## Stored records
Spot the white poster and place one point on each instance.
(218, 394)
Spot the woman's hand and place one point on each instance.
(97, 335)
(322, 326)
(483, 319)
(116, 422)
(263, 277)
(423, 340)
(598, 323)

## What you have to do
Go through the entries and repeat each one exactly.

## Written solution
Spot the white poster and place one point on each instance.
(218, 394)
Spot the woman's hand and place one point on each instance.
(97, 335)
(322, 326)
(483, 319)
(116, 422)
(263, 277)
(423, 340)
(598, 323)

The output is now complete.